§ **PROVIDED PASSAGE**
## BEGIN

First, you must understand that there are two types of long-term disability policies. Some people may have a private policy, which means they went out into the market and bought it themselves. However, a lot of people have a group policy, so they work for an employer and as an employee benefit, they have some sort of a long-term disability insurance policy.

Let's talk about the group policies first. Most of these policies will require, no matter what your disability is, that you must also file for a social security disability claim if you're being paid. Even though in some cases you'll never actually qualify for social security disability, they still force you to file. In almost every group policy case, if you're awarded social security disability benefits, you'll have to turn around and pay back the insurance company who provided the group benefits. It's called an offset. I think it really makes the group disability policies a sham because most of them provide so little in the way of ultimate protection.

Now, it's different with a private policy. These tend to be more expensive, but they're much better policies in the long run, and I've seen maybe only one or two that require some sort of an offset for social security.

Should I Use The Lawyer Recommended By My Insurance Company?

A great question I often get asked is, in the cases that do require a social security offset, should you use the lawyer the insurance company recommends? The answer is no, you should not use the lawyer the insurance company recommends. There are a couple of problems with this:

Number one, a lot of these firms are out of state and it’s hard to make them play by Virginia rules, or your own state’s rules.

Number two, sometimes they will refer them to a firm, and you're actually not getting a social security disability attorney; you're getting an advocate.

## END

§ **DATA BLOCK**
## BEGIN

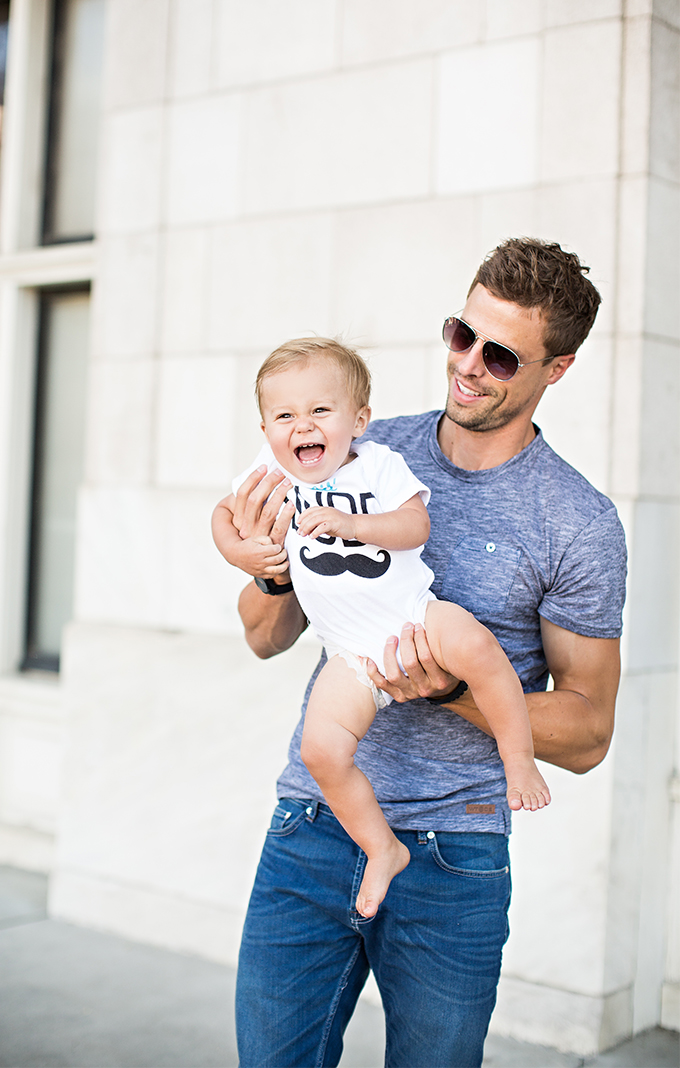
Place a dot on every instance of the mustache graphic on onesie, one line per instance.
(332, 563)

## END

§ **REQUIRED WORK**
Reproduce the disability insurance text word for word from "Should I Use" up to and including "getting an advocate.". Rely only on the disability insurance text, not on the data.

§ **ANSWER TO THE PROBLEM**
Should I Use The Lawyer Recommended By My Insurance Company?

A great question I often get asked is, in the cases that do require a social security offset, should you use the lawyer the insurance company recommends? The answer is no, you should not use the lawyer the insurance company recommends. There are a couple of problems with this:

Number one, a lot of these firms are out of state and it’s hard to make them play by Virginia rules, or your own state’s rules.

Number two, sometimes they will refer them to a firm, and you're actually not getting a social security disability attorney; you're getting an advocate.